··· Estratto del testo ···

Walter Loielo ha parlato nel processo Maestrale. I racconti dell’accordo per lavare col sangue il duplice omicidio dei fratelli Giuseppe e Vincenzo. Lo scambio di favori con Rocco Tavella, l’appostamento vicino alla caserma di Soriano armati di Ak-47

Il posto di blocco che fermò la vendetta dei cugini Loielo contro Domenico Zannino. Il collaboratore: «Ci abbiamo provato tre volte»
L'aula bunker di di Lamezia. Nel riquadro, Domenico Zannino

Un agguato, armati con Ak-47 e fucile automatico, per uccidere Domenico Zannino considerato implicato nell’omicidio dei fratelli Giuseppe e Vincenzo Loielo avvenuto nel 2002. Era questo il piano nel quale era stato coinvolto anche Walter Loielo nel 2013. Un piano che fallì per tre volte, come ha raccontato lo stesso collaboratore di giustizia nel corso del processo Maestrale. Ma procediamo con ordine.

··· Dati forniti ···

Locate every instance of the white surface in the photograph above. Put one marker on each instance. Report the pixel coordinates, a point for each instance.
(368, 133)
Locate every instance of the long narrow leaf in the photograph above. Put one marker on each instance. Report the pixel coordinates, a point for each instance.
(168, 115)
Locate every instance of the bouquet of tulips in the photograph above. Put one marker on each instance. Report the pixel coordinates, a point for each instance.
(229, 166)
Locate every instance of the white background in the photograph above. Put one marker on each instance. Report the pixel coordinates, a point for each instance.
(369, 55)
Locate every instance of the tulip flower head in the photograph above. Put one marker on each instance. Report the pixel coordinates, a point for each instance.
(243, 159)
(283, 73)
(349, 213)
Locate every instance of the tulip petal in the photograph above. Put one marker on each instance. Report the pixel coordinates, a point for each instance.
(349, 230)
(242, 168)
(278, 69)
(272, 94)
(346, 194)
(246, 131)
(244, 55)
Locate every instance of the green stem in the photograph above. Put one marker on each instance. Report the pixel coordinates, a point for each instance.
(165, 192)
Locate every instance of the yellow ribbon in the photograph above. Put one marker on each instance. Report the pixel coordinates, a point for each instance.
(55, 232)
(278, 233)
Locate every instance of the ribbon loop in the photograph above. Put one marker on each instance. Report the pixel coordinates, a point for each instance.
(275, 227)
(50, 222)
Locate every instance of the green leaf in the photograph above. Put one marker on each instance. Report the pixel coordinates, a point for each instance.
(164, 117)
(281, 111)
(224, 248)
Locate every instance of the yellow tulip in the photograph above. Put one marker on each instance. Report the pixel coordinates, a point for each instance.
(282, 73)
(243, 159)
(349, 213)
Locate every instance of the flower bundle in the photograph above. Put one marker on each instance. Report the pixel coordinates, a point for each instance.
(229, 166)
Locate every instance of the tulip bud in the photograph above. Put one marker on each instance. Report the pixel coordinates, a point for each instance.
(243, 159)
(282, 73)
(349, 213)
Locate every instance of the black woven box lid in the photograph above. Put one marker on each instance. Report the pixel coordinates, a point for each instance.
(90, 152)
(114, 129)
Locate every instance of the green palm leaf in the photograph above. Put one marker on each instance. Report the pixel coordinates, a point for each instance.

···

▶ **Consegne**:
#1 Spiega, in base all'estratto sul processo Maestrale, per quale motivo era stato pianificato l'agguato contro Domenico Zannino.
#2 Elenca tutte le persone che l'estratto sul processo Maestrale cita per nome.
#3 Riscrivi il passo dell'estratto sul processo Maestrale partendo da "L'aula bunker di" e proseguendo fino a "procediamo con ordine.", sostituendo "agguato" con "attentato".

▶ **Soluzioni**:
#1 L'agguato era stato pianificato perché Domenico Zannino era considerato implicato nell'omicidio dei fratelli Giuseppe e Vincenzo Loielo, avvenuto nel 2002.

#2 Walter Loielo, Giuseppe Loielo, Vincenzo Loielo, Rocco Tavella, Domenico Zannino

#3
L'aula bunker di di Lamezia. Nel riquadro, Domenico Zannino

Un attentato, armati con Ak-47 e fucile automatico, per uccidere Domenico Zannino considerato implicato nell’omicidio dei fratelli Giuseppe e Vincenzo Loielo avvenuto nel 2002. Era questo il piano nel quale era stato coinvolto anche Walter Loielo nel 2013. Un piano che fallì per tre volte, come ha raccontato lo stesso collaboratore di giustizia nel corso del processo Maestrale. Ma procediamo con ordine.